*** LISTED ENTRIES

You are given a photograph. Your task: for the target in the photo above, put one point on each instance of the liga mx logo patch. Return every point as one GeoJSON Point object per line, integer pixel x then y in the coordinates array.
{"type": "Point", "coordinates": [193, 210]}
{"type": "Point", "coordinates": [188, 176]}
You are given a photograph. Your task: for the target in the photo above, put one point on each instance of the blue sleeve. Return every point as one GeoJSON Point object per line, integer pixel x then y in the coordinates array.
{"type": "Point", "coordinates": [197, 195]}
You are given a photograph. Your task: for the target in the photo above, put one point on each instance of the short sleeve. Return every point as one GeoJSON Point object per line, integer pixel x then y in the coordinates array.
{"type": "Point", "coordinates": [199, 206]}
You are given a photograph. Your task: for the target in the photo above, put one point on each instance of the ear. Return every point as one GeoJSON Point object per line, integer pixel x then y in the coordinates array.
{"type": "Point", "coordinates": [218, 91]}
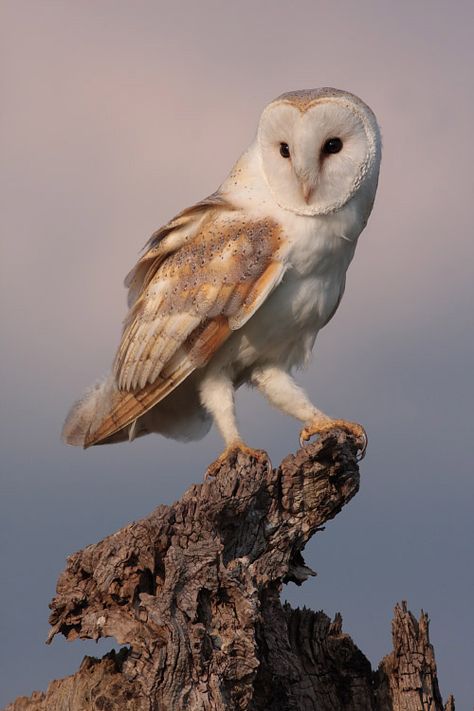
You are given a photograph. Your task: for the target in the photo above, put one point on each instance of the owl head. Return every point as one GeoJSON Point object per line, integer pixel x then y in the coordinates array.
{"type": "Point", "coordinates": [318, 148]}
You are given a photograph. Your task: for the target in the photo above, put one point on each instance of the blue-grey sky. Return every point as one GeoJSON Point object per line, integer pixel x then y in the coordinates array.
{"type": "Point", "coordinates": [114, 116]}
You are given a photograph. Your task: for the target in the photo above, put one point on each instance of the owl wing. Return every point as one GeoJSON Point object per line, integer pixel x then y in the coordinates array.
{"type": "Point", "coordinates": [202, 276]}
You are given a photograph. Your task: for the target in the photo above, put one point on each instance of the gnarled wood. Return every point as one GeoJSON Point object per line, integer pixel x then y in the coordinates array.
{"type": "Point", "coordinates": [194, 590]}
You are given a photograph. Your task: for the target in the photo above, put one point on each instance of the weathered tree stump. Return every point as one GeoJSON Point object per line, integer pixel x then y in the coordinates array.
{"type": "Point", "coordinates": [194, 591]}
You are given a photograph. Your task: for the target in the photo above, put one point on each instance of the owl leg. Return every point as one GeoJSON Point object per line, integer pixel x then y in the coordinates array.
{"type": "Point", "coordinates": [216, 391]}
{"type": "Point", "coordinates": [282, 391]}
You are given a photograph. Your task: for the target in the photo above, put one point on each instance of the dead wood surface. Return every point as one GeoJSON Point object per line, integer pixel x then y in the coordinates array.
{"type": "Point", "coordinates": [193, 590]}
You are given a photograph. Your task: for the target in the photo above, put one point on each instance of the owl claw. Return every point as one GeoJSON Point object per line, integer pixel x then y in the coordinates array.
{"type": "Point", "coordinates": [230, 454]}
{"type": "Point", "coordinates": [352, 428]}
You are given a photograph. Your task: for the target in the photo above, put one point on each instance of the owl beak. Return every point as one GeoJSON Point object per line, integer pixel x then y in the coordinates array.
{"type": "Point", "coordinates": [307, 189]}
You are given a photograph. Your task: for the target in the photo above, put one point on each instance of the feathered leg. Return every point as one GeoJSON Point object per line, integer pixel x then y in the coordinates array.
{"type": "Point", "coordinates": [217, 396]}
{"type": "Point", "coordinates": [282, 391]}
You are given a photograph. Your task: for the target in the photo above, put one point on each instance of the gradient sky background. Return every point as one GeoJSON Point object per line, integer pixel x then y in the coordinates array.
{"type": "Point", "coordinates": [114, 116]}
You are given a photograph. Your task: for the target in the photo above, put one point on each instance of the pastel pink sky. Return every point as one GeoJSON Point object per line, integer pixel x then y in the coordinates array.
{"type": "Point", "coordinates": [114, 116]}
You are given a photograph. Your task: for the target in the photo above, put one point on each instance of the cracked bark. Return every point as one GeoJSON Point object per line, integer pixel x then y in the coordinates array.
{"type": "Point", "coordinates": [194, 591]}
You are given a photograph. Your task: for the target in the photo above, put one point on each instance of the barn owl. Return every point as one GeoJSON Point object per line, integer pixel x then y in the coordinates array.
{"type": "Point", "coordinates": [234, 289]}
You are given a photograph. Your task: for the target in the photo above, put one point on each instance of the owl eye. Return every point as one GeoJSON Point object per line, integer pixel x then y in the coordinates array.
{"type": "Point", "coordinates": [332, 145]}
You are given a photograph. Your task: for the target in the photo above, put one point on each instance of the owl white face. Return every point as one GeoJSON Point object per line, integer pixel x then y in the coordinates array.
{"type": "Point", "coordinates": [317, 149]}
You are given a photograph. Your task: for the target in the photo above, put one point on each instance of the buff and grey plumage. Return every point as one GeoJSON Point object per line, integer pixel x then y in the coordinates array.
{"type": "Point", "coordinates": [235, 288]}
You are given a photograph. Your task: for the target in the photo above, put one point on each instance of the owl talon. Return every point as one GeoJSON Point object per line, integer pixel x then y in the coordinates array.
{"type": "Point", "coordinates": [230, 454]}
{"type": "Point", "coordinates": [352, 428]}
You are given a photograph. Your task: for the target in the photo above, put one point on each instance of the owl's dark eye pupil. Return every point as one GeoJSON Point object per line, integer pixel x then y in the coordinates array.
{"type": "Point", "coordinates": [332, 145]}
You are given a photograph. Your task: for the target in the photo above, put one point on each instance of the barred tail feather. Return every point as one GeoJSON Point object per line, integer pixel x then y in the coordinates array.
{"type": "Point", "coordinates": [87, 414]}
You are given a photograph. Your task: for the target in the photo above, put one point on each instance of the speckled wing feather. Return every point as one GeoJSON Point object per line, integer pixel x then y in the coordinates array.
{"type": "Point", "coordinates": [202, 276]}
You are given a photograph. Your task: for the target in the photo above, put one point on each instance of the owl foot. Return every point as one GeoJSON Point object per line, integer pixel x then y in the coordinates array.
{"type": "Point", "coordinates": [352, 428]}
{"type": "Point", "coordinates": [230, 455]}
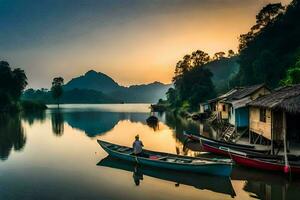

******

Since the pictures are not wanted, transcribe the rest of the listing above exactly.

WRITTEN REPLY
You are given a photograph. Your task: for the target in the photo above, put one point on each instance of the liga mx logo patch. Return every point as one GeoJSON Point object per line, integer pixel x then y in the coordinates array.
{"type": "Point", "coordinates": [193, 210]}
{"type": "Point", "coordinates": [188, 176]}
You are given a photograph. Your task: for the target in the photo above, put one point on each instance of the blue sleeve. Return every point as one GeoJSON Point object per line, integer pixel x then y in the coordinates array.
{"type": "Point", "coordinates": [197, 195]}
You are given a photograph. Your task: for the target in the photo above, put one point on each instance of the short sleeve. Return every point as one GeoJSON Point object per line, integer pixel x then y in the coordinates array.
{"type": "Point", "coordinates": [199, 206]}
You are given a photograph. Your task: for the target in the photo above, put one point on each instance of the ear. Return every point as one GeoJSON Point object per line, integer pixel x then y in the coordinates array.
{"type": "Point", "coordinates": [218, 91]}
You are given a photograph. Your task: for the target in the photo above, put one point on each instance of the owl head. Return every point as one GeoJSON Point object per line, integer pixel x then y in the coordinates array.
{"type": "Point", "coordinates": [318, 148]}
You are given a photograph. Your task: for the target in the photo above, put one point on each instance of the blue-grey sky. Return every point as one GeoJSON Point object per line, integer pixel x then y in the coordinates array.
{"type": "Point", "coordinates": [114, 116]}
You are given a photograph. Your task: for the target in the photo above, put one point on each instance of the owl wing. Return every point as one GeoJSON Point object per line, integer pixel x then y in the coordinates array.
{"type": "Point", "coordinates": [202, 276]}
You are given a photograph. Your task: for the target in the photo above, put one point on each instance of the gnarled wood. Return every point as one GeoJSON Point object per line, integer pixel x then y in the coordinates array.
{"type": "Point", "coordinates": [194, 590]}
You are given a photograph. Your task: for the target in the photo above, put one point on each instance of the weathered tree stump. Return every point as one GeoJSON Point object per line, integer pixel x then y in the coordinates array.
{"type": "Point", "coordinates": [194, 591]}
You are given a photograph. Your task: for the target in the photo above, put one point on each instance of the owl leg. Return every point as one GeoJSON Point object per line, integer pixel x then y in the coordinates array.
{"type": "Point", "coordinates": [216, 391]}
{"type": "Point", "coordinates": [282, 391]}
You are given a photograph. Your task: for the target in the photo above, put one point on each instance of the dead wood surface. Return every point as one GeoJSON Point object per line, integer pixel x then y in the coordinates array.
{"type": "Point", "coordinates": [193, 590]}
You are given a photograph. Your task: for the target in the photo above, put one point on each instance of the owl claw. Return every point as one GeoJSON Point object per line, integer pixel x then y in the coordinates array.
{"type": "Point", "coordinates": [230, 454]}
{"type": "Point", "coordinates": [352, 428]}
You are given a photograph. Your task: for the target in the photo above, put one point on each instance of the owl beak. Return every point as one GeoJSON Point object per line, integer pixel x then y in the coordinates array.
{"type": "Point", "coordinates": [307, 189]}
You are given a photograph. Your task: for the target in the photo above, put one point on each instance of the feathered leg. Return every point as one GeoJSON Point object per line, integer pixel x then y in the coordinates array.
{"type": "Point", "coordinates": [217, 396]}
{"type": "Point", "coordinates": [282, 391]}
You are given a photograph. Your task: for the target in the photo above, put one point on each instance of the gradient sky background. Return every point as one GeoJSON Point object per line, integer pixel x then y in the coordinates array.
{"type": "Point", "coordinates": [114, 116]}
You are given a photograph. Your task: for the target in the photo above, put one point on each instance of the pastel pink sky. Return every point as one GeoJSON Point object per line, integer pixel x then y in the coordinates array.
{"type": "Point", "coordinates": [114, 116]}
You are given a photograph. Your task: for the target in the photo above, put one point on each instance of the cracked bark. Return every point as one GeoJSON Point object per line, integer pixel x then y in the coordinates array.
{"type": "Point", "coordinates": [194, 591]}
You are given a photograph. Your task: for the target in the photo above, put one point on each instance of the barn owl. Return every point as one GeoJSON Point object per line, integer pixel x then y in the coordinates array.
{"type": "Point", "coordinates": [234, 289]}
You are given a photograph. Your task: for the target in the photo above, put one point on each instance of the owl eye. Return every point as one GeoJSON Point object per line, integer pixel x then y in the coordinates array.
{"type": "Point", "coordinates": [332, 145]}
You are given a photograph. Your task: for the target in the photo above, put one point on each instance of the owl white face. Return every point as one GeoJSON Point object per line, integer pixel x then y in the coordinates array.
{"type": "Point", "coordinates": [317, 149]}
You are given a photograph. Your task: for the target in the photo above, put one point on each instance of the buff and grey plumage. Return every point as one GeoJSON Point object per line, integer pixel x then y in the coordinates array.
{"type": "Point", "coordinates": [235, 288]}
You are given a photograph. Your task: for the target in the photo above, put one point on each instance of the owl talon. Return every point as one GeoJSON Point object per line, integer pixel x then y in the coordinates array.
{"type": "Point", "coordinates": [230, 454]}
{"type": "Point", "coordinates": [352, 428]}
You are given a photograph. Your task: for the target in the photo above, put one point on each instance of the owl's dark eye pupil. Return every point as one GeoJSON Point object per line, integer pixel x then y in the coordinates array.
{"type": "Point", "coordinates": [332, 145]}
You are given a photograph. Your task: for the target in the photo above, put one point on each instance of the barred tail feather. Return every point as one GeoJSON Point object per line, integer pixel x then y in the coordinates array.
{"type": "Point", "coordinates": [87, 414]}
You are given a photograph. Your task: for the target in the photo above, put one point on each instance of the speckled wing feather. Return every point as one GeoJSON Point object per line, integer pixel x then y in the coordinates array.
{"type": "Point", "coordinates": [202, 276]}
You are given a photograph. Your task: for the target in the photo above, put one point on each instance of the owl foot. Return every point as one GeoJSON Point object per line, integer pixel x then y in the coordinates array.
{"type": "Point", "coordinates": [352, 428]}
{"type": "Point", "coordinates": [230, 455]}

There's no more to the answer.